Texte source
══════

Vue du Canada, la discussion sur les changements climatiques se limite à peu de choses près aux sables bitumineux. Cessons d'extraire ce « pétrole sale » et le problème sera réglé. Or, à l'échelle de la planète, le pétrole canadien est un facteur insignifiant. Le principal obstacle à la réduction des émissions de gaz à effet de serre, c'est l'utilisation croissante du charbon pour produire de l'électricité, en particulier dans les pays en développement où il n'y a pas de solution de rechange aussi disponible et abordable.

Dans un rapport publié cette semaine, l'Agence internationale de l'énergie (AIE) prévoit que d'ici la fin de la décennie, la consommation mondiale de charbon augmentera de 2,1 % par an. Cette hausse surviendra malgré la mise au rancart ou la conversion au gaz de plusieurs centrales au charbon dans les pays développés. « Beaucoup de politiques visant à réduire les changements climatiques ont été annoncées, mais à court terme, elles ne parviendront pas à stopper la croissance de la demande de charbon », a déclaré la directrice de l'AIE, Maria van der Hoeven.

La Chine demeurera, de loin, le principal utilisateur de charbon dans le monde. Au cours des cinq prochaines années, sa consommation augmentera plus lentement grâce aux efforts colossaux consentis par l'État chinois en faveur des énergies renouvelables. Néanmoins, en 2019, les Chinois brûleront 600 millions de tonnes de charbon de plus qu'aujourd'hui.

══════

Données fournies
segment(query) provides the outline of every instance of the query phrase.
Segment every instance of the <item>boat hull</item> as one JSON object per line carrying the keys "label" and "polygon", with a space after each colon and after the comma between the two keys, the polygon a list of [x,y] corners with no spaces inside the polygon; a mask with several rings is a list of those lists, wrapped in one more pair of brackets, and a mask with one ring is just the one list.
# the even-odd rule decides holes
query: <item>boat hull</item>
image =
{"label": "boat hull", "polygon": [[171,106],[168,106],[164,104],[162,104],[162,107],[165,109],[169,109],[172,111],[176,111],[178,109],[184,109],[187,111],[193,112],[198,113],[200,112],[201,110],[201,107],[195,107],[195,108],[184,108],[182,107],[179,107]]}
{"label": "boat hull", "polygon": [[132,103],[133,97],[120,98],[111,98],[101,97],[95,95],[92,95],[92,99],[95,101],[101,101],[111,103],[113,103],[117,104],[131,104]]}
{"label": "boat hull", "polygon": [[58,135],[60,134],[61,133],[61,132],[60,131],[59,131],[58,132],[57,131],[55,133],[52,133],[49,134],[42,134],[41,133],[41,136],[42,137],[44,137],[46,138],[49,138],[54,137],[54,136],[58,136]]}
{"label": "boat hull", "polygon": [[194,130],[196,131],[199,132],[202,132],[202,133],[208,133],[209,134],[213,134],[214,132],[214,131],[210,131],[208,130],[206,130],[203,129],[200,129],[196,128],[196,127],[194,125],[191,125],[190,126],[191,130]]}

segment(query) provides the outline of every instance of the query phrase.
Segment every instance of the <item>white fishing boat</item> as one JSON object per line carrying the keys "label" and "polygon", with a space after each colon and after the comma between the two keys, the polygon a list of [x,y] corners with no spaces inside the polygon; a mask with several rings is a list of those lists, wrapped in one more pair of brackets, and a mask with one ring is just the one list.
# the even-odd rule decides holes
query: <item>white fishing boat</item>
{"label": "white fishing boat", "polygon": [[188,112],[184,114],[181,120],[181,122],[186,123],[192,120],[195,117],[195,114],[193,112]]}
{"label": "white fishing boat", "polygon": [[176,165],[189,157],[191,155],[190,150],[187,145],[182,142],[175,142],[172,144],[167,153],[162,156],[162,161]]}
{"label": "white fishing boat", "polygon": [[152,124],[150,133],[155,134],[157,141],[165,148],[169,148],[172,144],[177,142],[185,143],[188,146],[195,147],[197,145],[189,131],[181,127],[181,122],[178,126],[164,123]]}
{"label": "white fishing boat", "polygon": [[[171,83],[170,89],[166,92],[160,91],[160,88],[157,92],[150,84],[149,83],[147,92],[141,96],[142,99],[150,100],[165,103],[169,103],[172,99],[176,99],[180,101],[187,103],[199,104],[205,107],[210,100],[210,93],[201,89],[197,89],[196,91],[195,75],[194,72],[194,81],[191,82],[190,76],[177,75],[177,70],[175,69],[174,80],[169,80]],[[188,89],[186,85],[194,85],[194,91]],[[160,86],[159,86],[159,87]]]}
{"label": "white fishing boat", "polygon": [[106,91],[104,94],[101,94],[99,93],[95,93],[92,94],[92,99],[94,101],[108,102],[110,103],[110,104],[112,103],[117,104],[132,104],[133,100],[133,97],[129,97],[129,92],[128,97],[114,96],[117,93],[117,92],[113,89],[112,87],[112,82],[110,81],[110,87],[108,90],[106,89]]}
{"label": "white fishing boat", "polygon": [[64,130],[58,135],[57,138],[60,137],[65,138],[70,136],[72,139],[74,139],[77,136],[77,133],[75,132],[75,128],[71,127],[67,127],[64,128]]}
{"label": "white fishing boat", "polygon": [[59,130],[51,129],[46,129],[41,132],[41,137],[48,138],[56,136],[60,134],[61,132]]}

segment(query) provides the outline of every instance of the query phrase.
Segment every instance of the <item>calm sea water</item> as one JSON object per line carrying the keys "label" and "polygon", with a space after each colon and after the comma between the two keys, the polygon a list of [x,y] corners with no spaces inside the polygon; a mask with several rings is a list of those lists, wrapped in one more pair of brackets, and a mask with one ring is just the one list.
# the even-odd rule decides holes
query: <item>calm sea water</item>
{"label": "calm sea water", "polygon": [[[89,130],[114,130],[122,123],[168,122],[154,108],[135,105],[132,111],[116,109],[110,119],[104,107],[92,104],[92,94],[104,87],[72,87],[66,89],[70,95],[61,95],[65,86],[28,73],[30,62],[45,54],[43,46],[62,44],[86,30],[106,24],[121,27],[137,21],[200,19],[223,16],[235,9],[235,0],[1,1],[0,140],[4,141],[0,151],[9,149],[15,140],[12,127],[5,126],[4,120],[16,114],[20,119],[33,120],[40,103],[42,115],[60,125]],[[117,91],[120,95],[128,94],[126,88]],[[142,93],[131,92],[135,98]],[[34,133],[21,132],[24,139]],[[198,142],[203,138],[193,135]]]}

══════

Objectif
Reprenez l'article sur le charbon en commençant par « Dans un rapport » et en allant jusqu'à « van der Hoeven. » inclus, mais changez « charbon » en « houille ».

Résultat attendu
Dans un rapport publié cette semaine, l'Agence internationale de l'énergie (AIE) prévoit que d'ici la fin de la décennie, la consommation mondiale de houille augmentera de 2,1 % par an. Cette hausse surviendra malgré la mise au rancart ou la conversion au gaz de plusieurs centrales au houille dans les pays développés. « Beaucoup de politiques visant à réduire les changements climatiques ont été annoncées, mais à court terme, elles ne parviendront pas à stopper la croissance de la demande de houille », a déclaré la directrice de l'AIE, Maria van der Hoeven.